:: PROVIDED INFORMATION ::

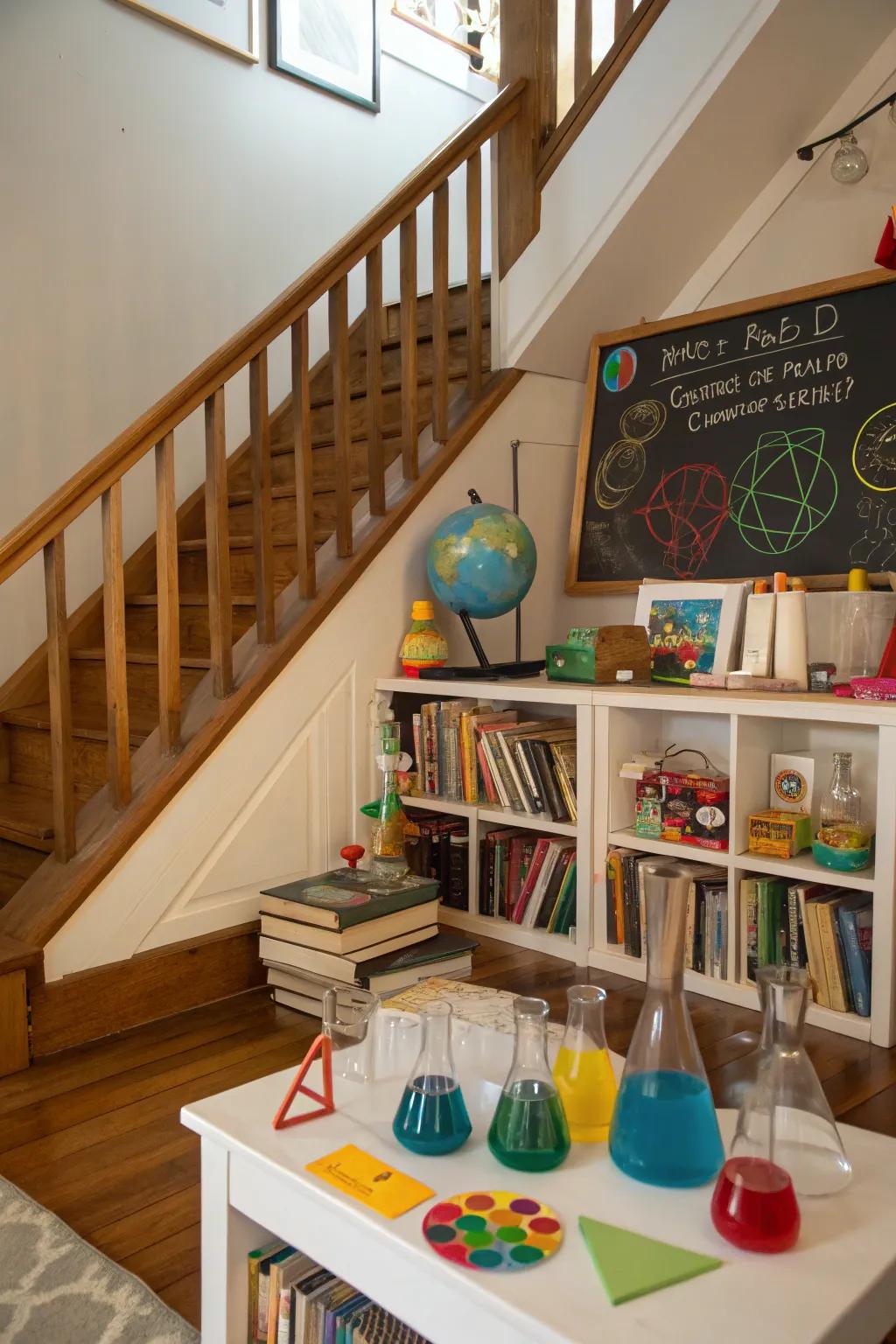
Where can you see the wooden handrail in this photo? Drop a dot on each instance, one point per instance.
(108, 466)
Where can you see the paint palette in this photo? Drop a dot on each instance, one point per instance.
(494, 1228)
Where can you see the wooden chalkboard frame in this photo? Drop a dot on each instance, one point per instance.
(577, 588)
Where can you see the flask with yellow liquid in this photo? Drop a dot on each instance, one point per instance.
(584, 1071)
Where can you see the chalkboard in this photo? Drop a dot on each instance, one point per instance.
(743, 440)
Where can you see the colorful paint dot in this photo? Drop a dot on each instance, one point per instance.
(504, 1218)
(486, 1260)
(527, 1254)
(444, 1213)
(526, 1206)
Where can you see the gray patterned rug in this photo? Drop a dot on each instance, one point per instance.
(55, 1286)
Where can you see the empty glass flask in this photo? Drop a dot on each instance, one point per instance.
(529, 1128)
(785, 1117)
(664, 1126)
(582, 1070)
(431, 1116)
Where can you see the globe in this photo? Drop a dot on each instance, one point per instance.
(481, 559)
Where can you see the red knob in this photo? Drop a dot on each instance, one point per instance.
(352, 852)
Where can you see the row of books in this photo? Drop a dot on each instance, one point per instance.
(469, 752)
(528, 879)
(822, 928)
(293, 1300)
(348, 929)
(707, 918)
(805, 924)
(442, 852)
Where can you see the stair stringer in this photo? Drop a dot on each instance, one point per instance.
(228, 831)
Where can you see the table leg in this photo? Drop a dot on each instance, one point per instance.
(228, 1236)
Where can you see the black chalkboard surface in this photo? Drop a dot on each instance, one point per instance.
(742, 440)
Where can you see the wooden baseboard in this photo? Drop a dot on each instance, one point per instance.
(150, 985)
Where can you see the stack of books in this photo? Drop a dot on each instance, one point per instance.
(528, 879)
(293, 1300)
(805, 924)
(469, 752)
(346, 929)
(707, 918)
(442, 852)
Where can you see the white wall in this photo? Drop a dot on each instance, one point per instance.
(156, 195)
(281, 794)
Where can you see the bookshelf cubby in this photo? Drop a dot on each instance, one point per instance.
(738, 732)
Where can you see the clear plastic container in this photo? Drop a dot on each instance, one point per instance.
(664, 1126)
(529, 1128)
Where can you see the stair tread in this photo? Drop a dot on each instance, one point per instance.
(145, 656)
(88, 721)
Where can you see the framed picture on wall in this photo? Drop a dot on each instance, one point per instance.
(332, 45)
(228, 24)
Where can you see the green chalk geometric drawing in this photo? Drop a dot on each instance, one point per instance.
(782, 491)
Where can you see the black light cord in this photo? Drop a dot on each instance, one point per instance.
(805, 152)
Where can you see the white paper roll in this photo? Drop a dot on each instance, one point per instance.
(792, 639)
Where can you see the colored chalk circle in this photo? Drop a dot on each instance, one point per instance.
(506, 1233)
(620, 368)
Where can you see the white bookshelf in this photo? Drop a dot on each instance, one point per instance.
(544, 701)
(738, 732)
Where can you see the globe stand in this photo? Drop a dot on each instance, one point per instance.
(485, 671)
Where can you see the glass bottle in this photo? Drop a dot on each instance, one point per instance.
(664, 1126)
(431, 1116)
(387, 844)
(841, 808)
(529, 1130)
(785, 1117)
(584, 1073)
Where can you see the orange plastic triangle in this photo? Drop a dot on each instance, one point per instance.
(324, 1047)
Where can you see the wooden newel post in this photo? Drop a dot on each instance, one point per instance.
(528, 52)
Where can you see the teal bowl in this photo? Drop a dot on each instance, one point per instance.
(841, 860)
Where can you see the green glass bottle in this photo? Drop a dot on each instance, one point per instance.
(529, 1128)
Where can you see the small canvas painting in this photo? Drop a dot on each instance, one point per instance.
(682, 636)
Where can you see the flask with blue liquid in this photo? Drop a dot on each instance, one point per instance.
(431, 1116)
(664, 1126)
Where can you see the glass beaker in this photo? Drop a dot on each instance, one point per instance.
(431, 1116)
(529, 1130)
(582, 1071)
(785, 1117)
(664, 1126)
(387, 844)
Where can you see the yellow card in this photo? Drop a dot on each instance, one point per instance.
(369, 1181)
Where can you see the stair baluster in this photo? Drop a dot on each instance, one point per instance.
(407, 265)
(63, 794)
(262, 503)
(167, 597)
(439, 311)
(374, 344)
(113, 611)
(218, 547)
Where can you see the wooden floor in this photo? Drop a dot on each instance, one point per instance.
(94, 1133)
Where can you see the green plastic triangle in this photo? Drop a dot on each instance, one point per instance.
(632, 1265)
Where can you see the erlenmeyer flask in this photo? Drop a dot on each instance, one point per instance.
(664, 1126)
(431, 1116)
(785, 1117)
(529, 1130)
(584, 1071)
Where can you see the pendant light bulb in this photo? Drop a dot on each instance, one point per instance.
(850, 164)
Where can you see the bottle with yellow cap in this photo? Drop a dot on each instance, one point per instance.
(422, 647)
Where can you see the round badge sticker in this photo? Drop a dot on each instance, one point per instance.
(494, 1228)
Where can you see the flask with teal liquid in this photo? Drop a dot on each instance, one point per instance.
(664, 1126)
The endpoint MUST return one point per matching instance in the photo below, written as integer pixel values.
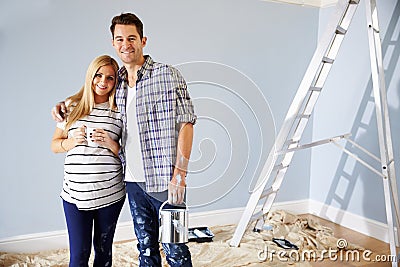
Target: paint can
(174, 225)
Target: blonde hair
(82, 103)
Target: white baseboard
(352, 221)
(59, 239)
(312, 3)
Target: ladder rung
(327, 60)
(267, 192)
(257, 215)
(304, 116)
(315, 89)
(279, 167)
(340, 30)
(375, 29)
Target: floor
(378, 249)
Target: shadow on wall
(364, 130)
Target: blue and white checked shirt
(162, 103)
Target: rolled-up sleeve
(184, 104)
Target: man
(158, 118)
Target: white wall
(46, 46)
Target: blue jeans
(80, 225)
(144, 210)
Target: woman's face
(103, 83)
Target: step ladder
(288, 139)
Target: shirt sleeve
(184, 105)
(61, 125)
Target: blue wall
(253, 55)
(347, 106)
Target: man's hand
(176, 190)
(58, 112)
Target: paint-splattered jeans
(144, 210)
(80, 224)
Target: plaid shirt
(162, 102)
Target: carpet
(256, 249)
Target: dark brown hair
(127, 19)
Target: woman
(93, 190)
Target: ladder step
(315, 89)
(328, 60)
(267, 192)
(279, 167)
(304, 116)
(340, 30)
(257, 215)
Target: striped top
(162, 102)
(93, 175)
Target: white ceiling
(314, 3)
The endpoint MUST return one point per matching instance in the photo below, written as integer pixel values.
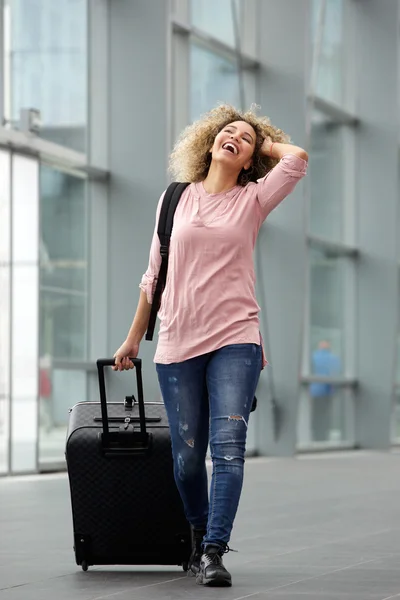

:::

PROBLEM TO WORK ON ▸ For this exercise, print all of the entries exactly as they appear, but without pictures.

ANSWER SPACE ▸
Where can you see the wooden handrail in this photo? Drop a dot on each instance, one point per instance.
(108, 466)
Where can you see the paint palette in this photo? Drop a dot on each instance, one point per instance.
(494, 1228)
Where can you see the wooden chalkboard frame in this photo? Drop a dot on each instance, one point per instance.
(577, 588)
Where can you see the flask with yellow liquid in this photo? Drop a dot on each instance, one point per instance.
(584, 1071)
Where can you see the chalkboard in this photo? Drop a dot on each instance, one point per instance.
(743, 440)
Where can you see the colorful paint dot in this photo? Drop a dot on each instance, one point per instance.
(504, 1218)
(486, 1260)
(527, 1254)
(444, 1213)
(526, 1206)
Where can you see the gray patterned rug in this photo? Drop a dot on each instance, one point per instance.
(55, 1286)
Where can you see the empty glass flask in this photo? Drop a dot on each instance, one point per instance.
(529, 1128)
(785, 1117)
(664, 1126)
(582, 1070)
(431, 1116)
Where can you see the globe in this photo? Drop a dot on each instance, one point per instance.
(481, 559)
Where can you see the red knob in this photo? Drop a dot on each instance, one point per instance.
(352, 852)
Where can you see the row of books in this photo? Drop a dot on each instance, one point per instance.
(469, 752)
(528, 879)
(822, 928)
(293, 1300)
(348, 929)
(707, 918)
(805, 924)
(442, 852)
Where can you see the stair stringer in this photo? Drop a dot on each instance, one point per instance.
(228, 831)
Where can you see the table leg in this photo? Drop a dot on each instance, one point per instance.
(228, 1236)
Where can you see the black chalkboard surface in this photo? Drop a dot on each instance, one point per instance.
(742, 440)
Where can you see the wooden baseboard in this photo? Drop a dot on each instance, one point per instance.
(150, 985)
Where can you see the stack of books in this photo? Drop a dot on each instance, one point per instance.
(528, 879)
(293, 1300)
(805, 924)
(469, 752)
(346, 929)
(707, 918)
(442, 852)
Where can you see the white wall in this photo? Drop a dot on each instance, one point per instance.
(156, 195)
(281, 794)
Where can you see the bookshelf cubby in this photo? Drop a dot on each instance, one point per instance.
(738, 732)
Where can you see the clear plastic container in this photo? Drop a dot on each instance, one point per instance.
(664, 1126)
(529, 1128)
Where can you see the stair tread in this photo? Drop a dot on each instance, one point per instance.
(145, 656)
(88, 721)
Where can you see the framed picture on wall in this photo? Drop a dot on each instance, one point per instance.
(332, 45)
(228, 24)
Where can you see the green chalk geometric drawing in this photo? Drop a dot on each instance, one point per instance.
(782, 491)
Where can you see the black light cord in this photo? Drop a dot on each instance, one point per instance.
(805, 152)
Where can you see the white paper roll in this photo? Drop a dot on each instance, one point per instance.
(792, 639)
Where can you see the colored chalk circle in this photo? Drop a dot on each instance, one point per instance.
(506, 1233)
(620, 368)
Where can you see the white bookshelf in this photo? Drop a dot on each instance, one point per instance.
(544, 701)
(738, 732)
Where can you see the globe stand in this photo? Drop a dot on each instance, one point per instance.
(485, 671)
Where can you see the glass bottle in this photo? Drop a dot on each instance, one point per instance.
(664, 1126)
(431, 1116)
(387, 844)
(841, 808)
(529, 1130)
(785, 1117)
(584, 1073)
Where can you see the orange plastic triangle in this photo? Drop a dot on each instance, one point per instance.
(324, 1047)
Where can you see the wooden newel post in this photo? Drop a dot on each instance, one point per instance.
(528, 52)
Where can you see the teal bowl in this photo? Drop a dot on each instance, one point per instance.
(841, 860)
Where can you see the green glass bottle in this photo? Drop a dot on each instance, one point per instance.
(529, 1128)
Where can you see the small canvas painting in this photo? Drop a dot on each instance, one point per instance.
(682, 636)
Where can you see the flask with blue liquid in this photo? Drop a dot on each instance, one point per instance.
(431, 1116)
(664, 1126)
Where can you see the glass beaker in this photo? Drop a dot on each instance, one point per instance.
(431, 1116)
(529, 1130)
(582, 1071)
(785, 1117)
(664, 1126)
(387, 844)
Where can you see the yellow card in this photo? Drop a dot on each instance, one point per instance.
(369, 1181)
Where can you see the stair baluster in this photo? Drop a dot on each instance, one point per instance.
(407, 265)
(63, 794)
(262, 503)
(167, 597)
(439, 311)
(374, 344)
(113, 611)
(218, 547)
Where can you see the wooden floor in this photo? Drop a dot on each instance, one point per instance.
(94, 1133)
Where can you see the green plastic triangle in this photo? Drop a dot on each instance, one point per instance.
(632, 1265)
Where can you see the erlenmeyer flask in this photo? Drop a dot on each instance, one point per instance.
(664, 1126)
(431, 1116)
(785, 1117)
(529, 1130)
(584, 1071)
Where can you see the pendant light bulb in this photo? Drop a dot on each instance, one point per instance.
(850, 164)
Where can you see the bottle with yellow cap in this photo? Drop a dot on each instance, one point per instance.
(422, 647)
Where can you see the round badge sticker in this photo? Drop a dot on each instance, one point per instance.
(494, 1228)
Where can you see the flask with teal liquid in this photo? Drop a dot on each instance, one point per instance.
(664, 1126)
The endpoint MUST return one point per matching instance in the photo below, written as integer pixel values.
Target: paint can
(174, 225)
Target: blonde hair
(82, 103)
Target: white baseboard
(352, 221)
(59, 239)
(312, 3)
Target: ladder rung
(327, 60)
(267, 192)
(257, 215)
(304, 116)
(315, 89)
(279, 167)
(340, 30)
(375, 29)
Target: floor
(378, 249)
Target: shadow on wall
(364, 130)
Target: blue and white checked shirt
(162, 103)
Target: rolled-up sleeve
(184, 104)
Target: man
(158, 118)
Target: white wall
(46, 46)
Target: blue jeans
(80, 225)
(144, 210)
Target: woman's face
(103, 83)
Target: step ladder
(288, 139)
Target: shirt sleeve
(184, 105)
(61, 125)
Target: blue wall
(253, 55)
(347, 106)
Target: man's hand
(176, 190)
(58, 112)
Target: paint-splattered jeans
(144, 210)
(80, 224)
Target: plaid shirt
(162, 102)
Target: carpet
(256, 249)
Target: dark brown hair
(127, 19)
Target: woman
(93, 190)
Target: ladder step
(315, 89)
(328, 60)
(267, 192)
(279, 167)
(304, 116)
(340, 30)
(257, 215)
Target: striped top
(162, 102)
(93, 175)
Target: white ceiling
(314, 3)
The endpoint MUST return one point per matching instance in the photo below, written as integer pixel values.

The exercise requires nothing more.